Provided text

He just says, “Hey, as an entrepreneur that if you are going to lead the charge, you have to have a 20-year vision cast that you renew every single day.” You know, after a week of doing whatever, your 20 years keeps renewing, keeps getting pushed back, but you’re watching things accomplished. You are watching people grow, and there’s also a give-first mentality. So you realize I might help somebody or serve somebody and not get paid or not ask anything in return, but you are sowing seeds.
So again, to your question, all these entrepreneurs, they’ve sowed a lot of seeds, and they have also been very consistent and have some successful traits or habits that transpire across every industry, and I think that is one of the most cool things to read and also as being, I’ll say, a family man, one day I’ll have my own, but just really encourage to see how many people say, “Hey, I am so grateful for my wife’s support,” or “My husband’s support” or “To my kids who maybe I missed your ballgame, you still believed in me, and that means the world to me.”
So, just to see these people be very humble and pay their gratitude forward is so stinking crucial, especially in the world and the culture we’ve had in the last couple of years, where so many people are hurt. They need to be loved and recognized and people don’t realize how lonely it is at the top so to speak, and the people that we spoke with, who might be not working because they’ve had a very successful exit or they’ve sold their company or something in that vein, just how grateful they are and I think that’s just is a test to all these people’s character.
Hussein Al-Baiaty: That’s amazing. Garrett, I learned so much today. Thank you for sharing your stories and your experiences with us today. So the book is called, Unbridled Spirit: Lessons in Life and Business from Kentucky’s Most Success Entrepreneurs. Besides checking out the book, where can people find you?
Garrett Fahrbach: Yeah, people can find me if you hop in that car of yours or get up on your private plane because you’re super cool and have one, if you come to 348 East Main Street Lexington, Kentucky, that’s the HQ for Awesome Inc. We love to have you, and you can reach out to me, my email is [email protected]. My work phone is 859-429-0106 and again, you can find our book, Unbridled Spirit, the first and the second volume, on Amazon.com.
Then if you head over to, let’s see what this website is, if you go to entrepreneurhof.com/book, you can find a little bit about our book and some of the stories, and then I believe that will also take you either over to Amazon or Audible for an audiobook but those where you can find our resources.
What I would say to anybody else as I am signing off, just be aware of your local entrepreneurial ecosystem and the community and how you can support people and be encouraging, because there are so many people that either want to earn your business or want to partner with you and figure out, “How can I just help you? As a human being, how can I help you?” And that’s been one of the most rewarding things I’ve gotten to learn.
Hussein Al-Baiaty: Well, thank you so much for joining me today, Garrett. I know I learned a bunch. I know our audience really tuned into your stories and experiences. Thanks again for your time today.
Garrett Fahrbach: I appreciate it, thanks for the time, and hopefully you get a copy of the book and if not, I’ll make sure that I get to mail you one.
Hussein Al-Baiaty: No, definitely. I got one, and I’m interested in diving in this weekend.

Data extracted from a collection
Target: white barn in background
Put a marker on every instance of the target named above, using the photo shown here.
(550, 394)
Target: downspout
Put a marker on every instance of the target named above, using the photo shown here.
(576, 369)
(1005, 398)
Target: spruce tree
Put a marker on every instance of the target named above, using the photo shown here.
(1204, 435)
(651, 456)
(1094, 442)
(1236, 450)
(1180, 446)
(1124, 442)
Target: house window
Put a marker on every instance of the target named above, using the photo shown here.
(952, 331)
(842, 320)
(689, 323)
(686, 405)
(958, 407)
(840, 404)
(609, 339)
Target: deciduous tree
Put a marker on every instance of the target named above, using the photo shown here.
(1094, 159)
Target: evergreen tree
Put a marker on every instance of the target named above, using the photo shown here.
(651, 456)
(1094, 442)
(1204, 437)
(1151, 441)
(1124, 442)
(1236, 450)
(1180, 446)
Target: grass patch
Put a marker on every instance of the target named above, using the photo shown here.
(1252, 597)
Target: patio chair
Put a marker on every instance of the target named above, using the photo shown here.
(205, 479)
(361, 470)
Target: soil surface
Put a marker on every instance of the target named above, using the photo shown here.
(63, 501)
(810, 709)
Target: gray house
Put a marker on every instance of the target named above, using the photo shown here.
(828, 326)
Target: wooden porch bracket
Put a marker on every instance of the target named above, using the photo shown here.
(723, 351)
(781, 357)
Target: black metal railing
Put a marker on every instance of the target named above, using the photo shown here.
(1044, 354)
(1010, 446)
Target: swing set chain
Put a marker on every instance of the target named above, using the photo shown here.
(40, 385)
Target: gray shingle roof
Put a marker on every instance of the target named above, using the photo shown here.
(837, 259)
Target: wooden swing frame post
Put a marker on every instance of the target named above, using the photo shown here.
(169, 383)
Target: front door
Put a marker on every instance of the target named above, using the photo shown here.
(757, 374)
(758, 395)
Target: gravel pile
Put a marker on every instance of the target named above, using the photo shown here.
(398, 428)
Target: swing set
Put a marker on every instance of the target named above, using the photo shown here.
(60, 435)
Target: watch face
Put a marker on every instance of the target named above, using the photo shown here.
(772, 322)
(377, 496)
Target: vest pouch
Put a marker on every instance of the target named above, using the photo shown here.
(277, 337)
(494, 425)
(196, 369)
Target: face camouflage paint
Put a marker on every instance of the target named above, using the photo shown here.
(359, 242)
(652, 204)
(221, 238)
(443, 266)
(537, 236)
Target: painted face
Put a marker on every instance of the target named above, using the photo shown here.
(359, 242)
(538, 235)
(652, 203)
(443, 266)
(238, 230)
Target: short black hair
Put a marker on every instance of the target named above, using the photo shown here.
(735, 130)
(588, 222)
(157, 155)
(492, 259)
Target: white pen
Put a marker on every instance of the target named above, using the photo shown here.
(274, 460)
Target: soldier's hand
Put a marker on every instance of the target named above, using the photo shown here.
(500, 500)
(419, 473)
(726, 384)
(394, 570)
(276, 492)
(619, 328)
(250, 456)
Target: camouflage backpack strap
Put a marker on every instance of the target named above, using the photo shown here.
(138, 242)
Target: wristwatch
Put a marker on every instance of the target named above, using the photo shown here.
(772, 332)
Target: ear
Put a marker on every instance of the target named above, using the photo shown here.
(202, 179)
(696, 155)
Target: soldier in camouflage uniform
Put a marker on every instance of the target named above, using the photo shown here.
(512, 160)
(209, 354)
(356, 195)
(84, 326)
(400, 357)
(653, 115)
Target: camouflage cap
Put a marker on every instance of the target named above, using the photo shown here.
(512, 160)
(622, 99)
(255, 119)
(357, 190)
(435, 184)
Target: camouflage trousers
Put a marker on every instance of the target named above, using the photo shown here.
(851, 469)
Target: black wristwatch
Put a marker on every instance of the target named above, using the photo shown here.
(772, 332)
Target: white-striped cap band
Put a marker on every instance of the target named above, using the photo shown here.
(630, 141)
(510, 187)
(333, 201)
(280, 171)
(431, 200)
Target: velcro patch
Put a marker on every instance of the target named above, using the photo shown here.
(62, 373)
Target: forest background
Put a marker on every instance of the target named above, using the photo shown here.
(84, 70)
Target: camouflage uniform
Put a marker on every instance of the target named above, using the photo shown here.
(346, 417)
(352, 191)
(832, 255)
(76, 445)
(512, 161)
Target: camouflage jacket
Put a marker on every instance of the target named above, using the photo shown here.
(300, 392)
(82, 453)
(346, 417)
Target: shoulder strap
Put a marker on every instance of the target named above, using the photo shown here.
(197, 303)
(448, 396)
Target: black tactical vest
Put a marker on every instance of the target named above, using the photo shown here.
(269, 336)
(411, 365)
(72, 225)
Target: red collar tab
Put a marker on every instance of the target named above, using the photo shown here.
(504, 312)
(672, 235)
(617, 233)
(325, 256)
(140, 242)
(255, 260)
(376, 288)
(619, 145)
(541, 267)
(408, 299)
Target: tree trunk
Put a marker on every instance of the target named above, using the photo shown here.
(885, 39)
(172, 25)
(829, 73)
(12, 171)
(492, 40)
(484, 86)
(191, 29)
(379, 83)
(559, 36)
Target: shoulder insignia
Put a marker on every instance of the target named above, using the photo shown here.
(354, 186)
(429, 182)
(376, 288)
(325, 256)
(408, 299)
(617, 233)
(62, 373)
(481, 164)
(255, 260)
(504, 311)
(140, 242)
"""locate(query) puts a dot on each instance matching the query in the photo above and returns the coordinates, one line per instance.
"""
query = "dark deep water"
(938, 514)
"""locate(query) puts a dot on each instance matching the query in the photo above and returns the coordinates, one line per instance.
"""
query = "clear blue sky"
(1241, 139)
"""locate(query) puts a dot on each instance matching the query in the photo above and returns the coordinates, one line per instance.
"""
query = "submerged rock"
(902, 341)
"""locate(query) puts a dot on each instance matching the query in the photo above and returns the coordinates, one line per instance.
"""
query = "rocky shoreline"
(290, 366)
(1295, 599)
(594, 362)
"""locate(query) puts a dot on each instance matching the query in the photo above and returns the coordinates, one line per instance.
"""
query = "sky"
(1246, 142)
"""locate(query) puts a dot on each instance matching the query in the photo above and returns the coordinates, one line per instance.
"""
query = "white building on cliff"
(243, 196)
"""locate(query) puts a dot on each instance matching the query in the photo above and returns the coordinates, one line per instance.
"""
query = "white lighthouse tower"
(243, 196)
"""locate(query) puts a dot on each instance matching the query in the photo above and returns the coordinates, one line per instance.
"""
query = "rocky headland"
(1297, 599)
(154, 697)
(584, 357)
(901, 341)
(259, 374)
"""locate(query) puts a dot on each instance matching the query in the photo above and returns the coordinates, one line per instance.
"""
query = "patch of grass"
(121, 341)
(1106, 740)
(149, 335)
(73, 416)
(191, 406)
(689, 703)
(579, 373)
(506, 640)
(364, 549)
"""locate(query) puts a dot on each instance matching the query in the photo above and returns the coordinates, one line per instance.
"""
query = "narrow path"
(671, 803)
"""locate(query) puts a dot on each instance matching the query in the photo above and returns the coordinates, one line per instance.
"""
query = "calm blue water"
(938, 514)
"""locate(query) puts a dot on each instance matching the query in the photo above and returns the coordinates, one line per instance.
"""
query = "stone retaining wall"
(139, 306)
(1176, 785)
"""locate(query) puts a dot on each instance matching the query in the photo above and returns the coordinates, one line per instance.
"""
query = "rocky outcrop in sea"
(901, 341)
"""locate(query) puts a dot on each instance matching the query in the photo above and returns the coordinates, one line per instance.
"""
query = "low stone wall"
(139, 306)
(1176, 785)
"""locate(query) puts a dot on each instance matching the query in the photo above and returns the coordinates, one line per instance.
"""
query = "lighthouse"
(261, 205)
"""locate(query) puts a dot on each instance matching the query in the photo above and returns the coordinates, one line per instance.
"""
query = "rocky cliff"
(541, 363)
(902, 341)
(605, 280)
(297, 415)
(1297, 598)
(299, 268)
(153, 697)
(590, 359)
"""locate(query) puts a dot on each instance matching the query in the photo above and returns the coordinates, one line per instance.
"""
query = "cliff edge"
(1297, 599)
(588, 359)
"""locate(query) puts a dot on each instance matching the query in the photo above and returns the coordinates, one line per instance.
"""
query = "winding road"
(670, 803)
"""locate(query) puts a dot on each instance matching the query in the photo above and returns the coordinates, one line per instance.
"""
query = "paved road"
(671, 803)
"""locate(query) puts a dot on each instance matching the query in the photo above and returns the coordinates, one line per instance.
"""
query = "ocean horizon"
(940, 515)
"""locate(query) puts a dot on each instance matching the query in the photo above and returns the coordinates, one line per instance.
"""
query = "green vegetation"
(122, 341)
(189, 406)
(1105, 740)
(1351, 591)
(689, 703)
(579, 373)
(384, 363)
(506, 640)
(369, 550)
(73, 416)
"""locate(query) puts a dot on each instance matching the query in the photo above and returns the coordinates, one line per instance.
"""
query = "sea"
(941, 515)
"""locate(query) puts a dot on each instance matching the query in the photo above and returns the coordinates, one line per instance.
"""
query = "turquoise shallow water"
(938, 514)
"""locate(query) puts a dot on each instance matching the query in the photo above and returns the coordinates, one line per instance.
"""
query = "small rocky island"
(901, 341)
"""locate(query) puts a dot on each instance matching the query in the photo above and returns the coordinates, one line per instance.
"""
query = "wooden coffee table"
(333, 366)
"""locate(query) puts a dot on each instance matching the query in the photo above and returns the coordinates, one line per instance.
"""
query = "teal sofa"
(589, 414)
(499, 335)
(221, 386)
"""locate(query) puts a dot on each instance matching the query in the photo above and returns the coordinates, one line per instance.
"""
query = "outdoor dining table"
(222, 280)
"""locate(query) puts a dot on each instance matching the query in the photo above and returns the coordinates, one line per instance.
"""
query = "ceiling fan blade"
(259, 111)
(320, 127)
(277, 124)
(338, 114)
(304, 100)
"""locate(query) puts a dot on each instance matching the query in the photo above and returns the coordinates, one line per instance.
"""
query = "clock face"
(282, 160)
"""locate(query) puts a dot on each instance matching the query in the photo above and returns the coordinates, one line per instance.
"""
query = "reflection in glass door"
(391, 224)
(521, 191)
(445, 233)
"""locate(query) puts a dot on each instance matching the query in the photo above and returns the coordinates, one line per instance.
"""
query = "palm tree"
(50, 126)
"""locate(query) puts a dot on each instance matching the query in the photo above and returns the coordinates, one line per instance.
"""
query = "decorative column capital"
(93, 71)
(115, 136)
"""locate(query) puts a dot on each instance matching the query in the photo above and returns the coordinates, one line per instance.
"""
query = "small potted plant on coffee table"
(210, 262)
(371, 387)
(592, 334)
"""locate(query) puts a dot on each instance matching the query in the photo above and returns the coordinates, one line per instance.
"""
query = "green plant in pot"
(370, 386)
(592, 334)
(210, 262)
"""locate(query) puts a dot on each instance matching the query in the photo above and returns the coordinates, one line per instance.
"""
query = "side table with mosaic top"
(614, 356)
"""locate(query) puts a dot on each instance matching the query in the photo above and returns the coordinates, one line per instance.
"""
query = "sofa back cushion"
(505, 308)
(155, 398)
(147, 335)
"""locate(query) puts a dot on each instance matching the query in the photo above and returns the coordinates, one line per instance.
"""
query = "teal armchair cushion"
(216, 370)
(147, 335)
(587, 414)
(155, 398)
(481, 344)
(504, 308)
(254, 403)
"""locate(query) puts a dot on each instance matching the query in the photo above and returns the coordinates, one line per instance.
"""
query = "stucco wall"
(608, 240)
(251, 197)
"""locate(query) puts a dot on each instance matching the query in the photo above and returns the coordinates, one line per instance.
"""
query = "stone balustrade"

Task set
1) Transcribe the stretch of the interview transcript above from "What I would" through "gotten to learn.".
2) Translate this sentence from the interview transcript into Spanish: "You are watching people grow, and there's also a give-first mentality."

Solved problems
1)
What I would say to anybody else as I am signing off, just be aware of your local entrepreneurial ecosystem and the community and how you can support people and be encouraging, because there are so many people that either want to earn your business or want to partner with you and figure out, “How can I just help you? As a human being, how can I help you?” And that’s been one of the most rewarding things I’ve gotten to learn.

2) Ves crecer a las personas, y también hay una mentalidad de dar primero.